___ Records

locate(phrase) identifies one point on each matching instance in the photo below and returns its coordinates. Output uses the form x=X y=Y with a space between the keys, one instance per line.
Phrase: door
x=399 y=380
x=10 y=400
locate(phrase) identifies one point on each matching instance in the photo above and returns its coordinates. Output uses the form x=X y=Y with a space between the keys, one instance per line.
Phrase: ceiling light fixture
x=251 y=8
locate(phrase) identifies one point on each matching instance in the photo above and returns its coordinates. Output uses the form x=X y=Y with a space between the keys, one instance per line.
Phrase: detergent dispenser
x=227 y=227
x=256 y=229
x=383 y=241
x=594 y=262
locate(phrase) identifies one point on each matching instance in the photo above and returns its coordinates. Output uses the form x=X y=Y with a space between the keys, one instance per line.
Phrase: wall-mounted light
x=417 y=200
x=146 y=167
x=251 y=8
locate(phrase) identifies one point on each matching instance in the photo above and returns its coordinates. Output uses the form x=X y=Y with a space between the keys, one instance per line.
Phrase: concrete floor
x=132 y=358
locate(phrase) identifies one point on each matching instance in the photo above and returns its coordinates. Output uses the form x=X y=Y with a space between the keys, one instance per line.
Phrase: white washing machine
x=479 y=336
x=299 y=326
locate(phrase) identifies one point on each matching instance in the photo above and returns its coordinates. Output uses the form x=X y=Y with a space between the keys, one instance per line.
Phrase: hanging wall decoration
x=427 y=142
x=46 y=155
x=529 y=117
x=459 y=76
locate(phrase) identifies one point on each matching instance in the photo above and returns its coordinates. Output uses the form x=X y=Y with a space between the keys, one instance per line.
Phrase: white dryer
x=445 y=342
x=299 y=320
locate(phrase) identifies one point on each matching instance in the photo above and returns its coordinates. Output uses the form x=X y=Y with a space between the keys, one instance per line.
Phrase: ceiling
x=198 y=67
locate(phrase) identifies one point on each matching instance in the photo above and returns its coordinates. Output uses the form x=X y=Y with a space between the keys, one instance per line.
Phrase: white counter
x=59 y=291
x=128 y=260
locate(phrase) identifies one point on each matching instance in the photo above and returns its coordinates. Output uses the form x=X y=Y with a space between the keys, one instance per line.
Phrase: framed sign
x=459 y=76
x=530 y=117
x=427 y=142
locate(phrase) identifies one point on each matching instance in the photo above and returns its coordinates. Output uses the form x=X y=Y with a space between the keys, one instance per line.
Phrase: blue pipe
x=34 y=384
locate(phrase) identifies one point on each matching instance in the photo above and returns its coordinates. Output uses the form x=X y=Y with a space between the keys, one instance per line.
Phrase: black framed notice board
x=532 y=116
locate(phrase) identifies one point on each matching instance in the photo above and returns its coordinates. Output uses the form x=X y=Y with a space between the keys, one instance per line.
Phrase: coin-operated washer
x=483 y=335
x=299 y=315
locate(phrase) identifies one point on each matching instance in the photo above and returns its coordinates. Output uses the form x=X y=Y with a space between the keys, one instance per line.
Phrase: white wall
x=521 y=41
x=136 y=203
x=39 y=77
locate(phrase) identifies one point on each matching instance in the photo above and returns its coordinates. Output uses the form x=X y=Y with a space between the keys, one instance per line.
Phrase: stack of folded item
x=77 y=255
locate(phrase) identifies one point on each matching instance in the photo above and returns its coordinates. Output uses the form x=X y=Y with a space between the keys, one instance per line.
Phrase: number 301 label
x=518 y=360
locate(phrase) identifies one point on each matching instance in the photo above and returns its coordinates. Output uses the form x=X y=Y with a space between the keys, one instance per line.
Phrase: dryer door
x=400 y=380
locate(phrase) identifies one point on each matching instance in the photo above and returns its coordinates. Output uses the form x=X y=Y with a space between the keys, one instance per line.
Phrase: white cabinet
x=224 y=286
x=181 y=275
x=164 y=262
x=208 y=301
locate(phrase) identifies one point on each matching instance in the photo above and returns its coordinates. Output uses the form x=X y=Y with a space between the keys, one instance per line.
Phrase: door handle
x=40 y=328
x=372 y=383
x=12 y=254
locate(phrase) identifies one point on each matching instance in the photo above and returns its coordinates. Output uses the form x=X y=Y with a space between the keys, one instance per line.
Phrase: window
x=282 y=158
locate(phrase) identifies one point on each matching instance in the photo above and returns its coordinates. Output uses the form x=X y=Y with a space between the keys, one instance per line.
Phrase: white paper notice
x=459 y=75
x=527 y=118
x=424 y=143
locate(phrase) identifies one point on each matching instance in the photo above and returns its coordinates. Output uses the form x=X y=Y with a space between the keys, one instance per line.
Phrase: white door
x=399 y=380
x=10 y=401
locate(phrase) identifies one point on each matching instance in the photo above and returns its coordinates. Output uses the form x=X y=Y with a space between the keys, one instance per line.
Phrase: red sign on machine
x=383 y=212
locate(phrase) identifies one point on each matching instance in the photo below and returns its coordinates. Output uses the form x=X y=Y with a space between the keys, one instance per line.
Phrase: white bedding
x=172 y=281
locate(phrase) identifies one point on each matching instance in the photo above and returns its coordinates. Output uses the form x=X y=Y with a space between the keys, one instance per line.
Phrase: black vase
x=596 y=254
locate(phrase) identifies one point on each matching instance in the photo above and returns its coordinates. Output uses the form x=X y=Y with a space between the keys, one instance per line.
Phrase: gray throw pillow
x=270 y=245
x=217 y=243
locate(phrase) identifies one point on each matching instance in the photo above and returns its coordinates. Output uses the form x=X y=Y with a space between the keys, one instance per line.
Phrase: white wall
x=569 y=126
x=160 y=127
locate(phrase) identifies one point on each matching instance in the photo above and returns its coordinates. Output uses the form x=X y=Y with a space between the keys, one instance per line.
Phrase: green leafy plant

______

**Exercise objective:** Please copy every one of the entries above word for word.

**Worked solution:**
locate(phrase) identifies one point on each matching instance in the photo below and returns its coordinates. Output uses the form x=X y=Y with a space between the keys, one instance per line.
Phrase: door
x=399 y=380
x=10 y=400
locate(phrase) identifies one point on each matching instance in the photo above and returns its coordinates. Output uses the form x=X y=Y with a space between the keys, one instance per line.
Phrase: ceiling light fixture
x=251 y=8
locate(phrase) identifies one point on each matching instance in the photo above and returns its coordinates. Output uses the form x=X y=Y with a space between the keys, one instance per line.
Phrase: detergent dispenser
x=227 y=227
x=256 y=229
x=383 y=241
x=594 y=262
locate(phrase) identifies one point on each matching instance in the photo above and returns its coordinates. Output uses the form x=X y=Y with a space between the keys, one instance per line.
Phrase: wall-mounted light
x=417 y=200
x=146 y=167
x=251 y=8
locate(phrase) identifies one point on each matching instance in the photo above and returns its coordinates. Output uses the form x=X y=Y with a space between the keys, one instance per line.
Phrase: concrete floor
x=132 y=358
locate(phrase) identifies one point on each matching instance in the photo above and returns its coordinates. Output uses the form x=X y=Y with a space between the keys, one instance per line.
Phrase: white washing machine
x=479 y=336
x=299 y=326
locate(phrase) identifies one point on each matching instance in the photo above and returns its coordinates. Output uses the form x=X y=Y with a space between the keys, one instance per line.
Phrase: hanging wall decoration
x=427 y=142
x=46 y=155
x=529 y=117
x=459 y=76
locate(phrase) identifies one point on each matching instance in the photo above and returns its coordinates. Output uses the form x=X y=Y with a space between the keys, one instance per line.
Phrase: white dryer
x=445 y=342
x=299 y=320
locate(phrase) identifies one point on each matching instance in the photo above and returns its coordinates. Output uses the form x=X y=Y with a space between the keys, one instance per line.
Phrase: ceiling
x=198 y=67
locate(phrase) identifies one point on each matching instance in the photo above and returns its coordinates. Output uses the form x=X y=Y with a space between the keys, one instance per line.
Phrase: white counter
x=59 y=291
x=128 y=260
locate(phrase) identifies one point on each matching instance in the photo above and returns its coordinates. Output uses the form x=X y=Y with a space between the keys, one instance per line.
Phrase: framed sign
x=459 y=76
x=530 y=117
x=427 y=142
locate(phrase) identifies one point on each matching instance in the photo above and returns its coordinates. Output uses the form x=X y=Y with a space between the keys, one instance per line.
Phrase: blue pipe
x=34 y=384
locate(phrase) identifies one point on each matching instance in the photo above and returns its coordinates. Output uses the form x=X y=Y with a space between the keys, one instance per line.
Phrase: black framed notice board
x=532 y=116
locate(phrase) identifies one point on each matching instance in the photo above and returns its coordinates. Output uses the form x=X y=Y with a space between the keys, one instance per line.
Phrase: coin-operated washer
x=483 y=335
x=299 y=315
locate(phrase) identifies one point on each matching instance in the photo above and returns its coordinates. Output uses the form x=X y=Y with a space between the keys, one instance per line.
Phrase: white wall
x=521 y=41
x=136 y=203
x=39 y=77
locate(phrase) identifies one point on each matching instance in the photo above and returns its coordinates. Output uses the form x=X y=Y with a space between the keys, one instance per line.
Phrase: stack of folded item
x=77 y=255
locate(phrase) identifies one point on each matching instance in the photo above and returns its coordinates. Output uses the form x=X y=Y with a space between the keys, one instance per line.
Phrase: number 301 label
x=518 y=360
locate(phrase) identifies one point on each matching instance in the photo above and returns its coordinates. Output uses the form x=X y=Y with a space between the keys, one instance per line.
Phrase: dryer door
x=400 y=380
locate(phrase) identifies one point on each matching instance in the photo above and returns its coordinates. Output uses the form x=X y=Y with a space between the keys, one instance per line.
Phrase: white cabinet
x=224 y=286
x=181 y=275
x=164 y=262
x=208 y=301
locate(phrase) identifies one point on each matching instance in the photo above and returns its coordinates. Output uses the form x=X y=Y with a space between the keys, one instance per line.
Phrase: door handle
x=40 y=328
x=372 y=383
x=12 y=254
locate(phrase) identifies one point on each matching instance in the photo above and returns its coordinates. Output uses the form x=X y=Y with a space between the keys, one instance per line.
Phrase: window
x=282 y=158
locate(phrase) identifies one point on each matching instance in the photo above and returns its coordinates. Output uses the form x=X y=Y with a space between the keys, one instance per line.
Phrase: white paper notice
x=459 y=75
x=527 y=118
x=424 y=143
locate(phrase) identifies one point on each matching instance in the photo above and returns its coordinates. Output uses the form x=X y=Y with a space between the keys, one instance per line.
Phrase: white door
x=399 y=380
x=10 y=401
locate(phrase) identifies one point on each matching instance in the photo above and returns its coordinates. Output uses the form x=X y=Y with a space between the keys, one instance per line.
Phrase: red sign on machine
x=383 y=212
locate(phrase) identifies one point on each matching instance in the photo below and returns its coordinates. Output uses the form x=X y=Y with a space between the keys, one instance per line.
Phrase: white bedding
x=172 y=281
locate(phrase) identifies one point on each matching instance in the photo above and returns its coordinates. Output uses the form x=X y=Y with a space between the keys, one instance per line.
Phrase: black vase
x=596 y=254
locate(phrase) identifies one point on each matching instance in the photo above and returns its coordinates. Output uses the form x=X y=Y with a space between the keys, one instance per line.
Phrase: gray throw pillow
x=270 y=245
x=217 y=243
locate(phrase) identifies one point on each matching instance in the photo above and returns its coordinates. Output uses the form x=X y=Y with a space between the keys, one instance per line.
Phrase: white wall
x=569 y=126
x=160 y=127
locate(phrase) identifies one point on each matching instance in the photo above and returns its coordinates. Output uses the form x=X y=Y with a space between the keys, one instance per line.
Phrase: green leafy plant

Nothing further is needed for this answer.